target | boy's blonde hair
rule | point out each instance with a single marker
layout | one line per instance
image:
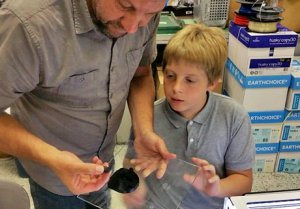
(199, 44)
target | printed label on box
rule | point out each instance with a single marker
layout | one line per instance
(264, 165)
(266, 148)
(282, 38)
(267, 81)
(291, 133)
(267, 117)
(289, 165)
(270, 63)
(296, 101)
(265, 135)
(289, 146)
(292, 115)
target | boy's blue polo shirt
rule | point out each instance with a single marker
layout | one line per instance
(220, 134)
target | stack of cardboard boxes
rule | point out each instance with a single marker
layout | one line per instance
(258, 76)
(288, 158)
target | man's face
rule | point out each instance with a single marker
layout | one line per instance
(119, 17)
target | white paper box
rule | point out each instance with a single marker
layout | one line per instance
(257, 62)
(265, 163)
(257, 54)
(293, 97)
(256, 99)
(266, 133)
(288, 162)
(264, 200)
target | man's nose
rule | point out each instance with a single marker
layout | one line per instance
(131, 22)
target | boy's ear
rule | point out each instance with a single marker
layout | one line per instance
(214, 84)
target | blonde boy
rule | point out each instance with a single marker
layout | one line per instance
(201, 127)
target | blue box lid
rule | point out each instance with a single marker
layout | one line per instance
(282, 38)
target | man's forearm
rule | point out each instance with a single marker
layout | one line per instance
(140, 101)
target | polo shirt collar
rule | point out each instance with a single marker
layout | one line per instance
(82, 19)
(205, 113)
(201, 118)
(174, 118)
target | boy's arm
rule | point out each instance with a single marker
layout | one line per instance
(236, 183)
(207, 181)
(135, 199)
(152, 153)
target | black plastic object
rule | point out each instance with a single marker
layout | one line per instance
(124, 181)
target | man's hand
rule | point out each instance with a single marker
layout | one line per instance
(136, 199)
(206, 180)
(152, 155)
(78, 176)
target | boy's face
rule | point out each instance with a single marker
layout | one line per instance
(185, 86)
(119, 17)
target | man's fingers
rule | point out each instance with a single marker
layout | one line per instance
(164, 152)
(189, 178)
(89, 168)
(162, 169)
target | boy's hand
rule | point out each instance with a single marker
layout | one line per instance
(152, 155)
(78, 176)
(136, 199)
(207, 180)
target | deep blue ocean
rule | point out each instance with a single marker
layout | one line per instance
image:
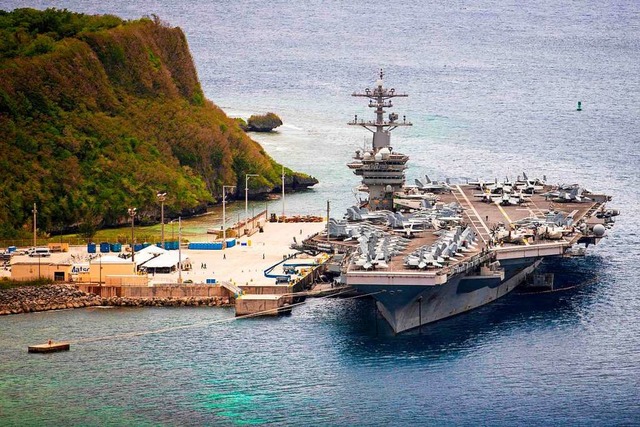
(493, 88)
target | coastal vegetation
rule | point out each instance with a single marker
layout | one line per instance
(98, 114)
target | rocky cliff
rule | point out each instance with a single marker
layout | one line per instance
(98, 114)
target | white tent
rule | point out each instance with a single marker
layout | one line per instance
(166, 262)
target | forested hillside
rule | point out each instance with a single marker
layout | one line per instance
(98, 114)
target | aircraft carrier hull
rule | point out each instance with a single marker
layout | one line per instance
(409, 306)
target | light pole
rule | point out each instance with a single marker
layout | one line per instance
(246, 197)
(283, 193)
(224, 214)
(161, 198)
(35, 212)
(132, 214)
(179, 250)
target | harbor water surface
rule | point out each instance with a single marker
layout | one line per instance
(493, 91)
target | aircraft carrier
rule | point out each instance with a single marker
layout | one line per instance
(431, 250)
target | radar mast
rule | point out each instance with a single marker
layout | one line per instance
(382, 169)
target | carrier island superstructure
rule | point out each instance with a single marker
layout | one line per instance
(436, 249)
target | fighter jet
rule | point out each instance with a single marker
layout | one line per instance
(433, 186)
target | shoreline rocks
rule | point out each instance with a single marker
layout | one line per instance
(28, 299)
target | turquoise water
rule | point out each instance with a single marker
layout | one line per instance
(493, 90)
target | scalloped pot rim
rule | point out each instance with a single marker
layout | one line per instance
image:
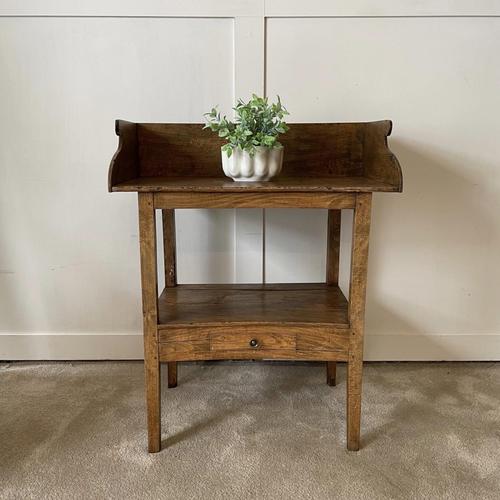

************

# [THE REQUEST]
Rewrite all the entries above as a JSON list of strings with one string per line. Omit blank lines and the pictures.

# [FULL RESPONSE]
[
  "target | boy's blonde hair",
  "rule | point out each instance with a single marker",
  "layout | one line per instance",
  "image:",
  "(199, 44)",
  "target | printed label on box",
  "rule | point out each instance with a single marker",
  "layout | one line per instance",
  "(264, 165)",
  "(266, 148)",
  "(282, 38)",
  "(267, 81)",
  "(291, 133)",
  "(267, 117)",
  "(289, 165)",
  "(270, 63)",
  "(296, 101)",
  "(265, 135)",
  "(289, 146)",
  "(292, 115)",
  "target | boy's blue polo shirt",
  "rule | point out each instance with a single marker",
  "layout | one line per instance",
  "(220, 134)",
  "target | stack of cardboard boxes",
  "rule | point out each instance with a single marker",
  "layout | one line per instance",
  "(258, 76)",
  "(288, 158)",
  "target | man's face",
  "rule | point out each instance with a single marker",
  "layout | one line per instance",
  "(119, 17)",
  "target | white paper box",
  "rule | point out each instance with a single marker",
  "layout | one line per instance",
  "(257, 62)",
  "(265, 163)",
  "(257, 54)",
  "(293, 97)",
  "(256, 99)",
  "(266, 133)",
  "(288, 162)",
  "(264, 200)",
  "target | man's nose",
  "rule | point out each instance with a single marker",
  "layout | one line per instance",
  "(131, 22)",
  "target | boy's ear",
  "rule | point out each instance with a single marker",
  "layout | one line per instance",
  "(214, 84)",
  "target | blonde boy",
  "rule | point out each instance with a single marker",
  "layout | one line per instance",
  "(201, 127)",
  "target | blue box lid",
  "rule | point out each instance with a single marker",
  "layout | one line per instance",
  "(282, 38)",
  "target | man's forearm",
  "rule | point out each instance with a single marker",
  "layout | one line per instance",
  "(140, 101)",
  "target | polo shirt collar",
  "rule | point out each instance with a single marker",
  "layout | one line per instance",
  "(82, 19)",
  "(205, 113)",
  "(201, 118)",
  "(174, 118)",
  "target | boy's arm",
  "rule | point out each instance with a single marker",
  "layout | one line per instance",
  "(236, 183)",
  "(207, 181)",
  "(135, 199)",
  "(152, 153)",
  "target | black plastic object",
  "rule | point out each instance with a single marker",
  "layout | one line per instance",
  "(124, 181)",
  "target | man's hand",
  "rule | point out each instance with a single marker",
  "layout | one line per instance",
  "(136, 199)",
  "(206, 180)",
  "(152, 155)",
  "(78, 176)",
  "target | boy's face",
  "rule | point out each instance with a single marker",
  "layout | one line per instance",
  "(185, 86)",
  "(119, 17)",
  "target | man's fingers",
  "rule | point out each instance with a single marker",
  "layout | one line per instance",
  "(164, 152)",
  "(189, 178)",
  "(89, 168)",
  "(162, 169)",
  "target | boy's hand",
  "rule | point out each instance with a single marker",
  "layout | one line per instance",
  "(152, 155)",
  "(78, 176)",
  "(136, 199)",
  "(207, 180)",
  "target | deep blue ocean",
  "rule | point out each instance with a single marker",
  "layout | one line per instance",
  "image:",
  "(493, 88)",
  "target | coastal vegetation",
  "rule | point out each instance with a single marker",
  "layout | one line per instance",
  "(98, 114)",
  "target | rocky cliff",
  "rule | point out each instance with a single marker",
  "layout | one line per instance",
  "(98, 114)",
  "target | white tent",
  "rule | point out each instance with a single marker",
  "layout | one line per instance",
  "(166, 262)",
  "target | forested hillside",
  "rule | point out each instance with a single marker",
  "layout | one line per instance",
  "(98, 114)",
  "target | aircraft carrier hull",
  "rule | point out each instance with a single marker",
  "layout | one line per instance",
  "(409, 306)",
  "target | light pole",
  "rule | point out each instance with a single marker",
  "layout | one line per instance",
  "(246, 197)",
  "(283, 193)",
  "(224, 214)",
  "(161, 198)",
  "(35, 212)",
  "(132, 214)",
  "(179, 250)",
  "target | harbor water surface",
  "rule | point out each instance with a single marker",
  "layout | one line per instance",
  "(493, 91)",
  "target | aircraft carrier",
  "rule | point out each instance with a single marker",
  "layout | one line per instance",
  "(431, 250)",
  "target | radar mast",
  "rule | point out each instance with a single marker",
  "layout | one line per instance",
  "(382, 169)",
  "target | carrier island superstructure",
  "rule | point out each instance with a single marker",
  "layout | one line per instance",
  "(436, 249)",
  "target | fighter jet",
  "rule | point out each instance with a single marker",
  "layout | one line per instance",
  "(433, 186)",
  "target | shoreline rocks",
  "rule | point out each instance with a single marker",
  "layout | one line per instance",
  "(28, 299)",
  "target | turquoise water",
  "rule | point out each instance with a single marker",
  "layout | one line per instance",
  "(493, 90)",
  "target | scalloped pot rim",
  "rule | point out each instance with a single marker",
  "layout | one line per instance",
  "image:"
]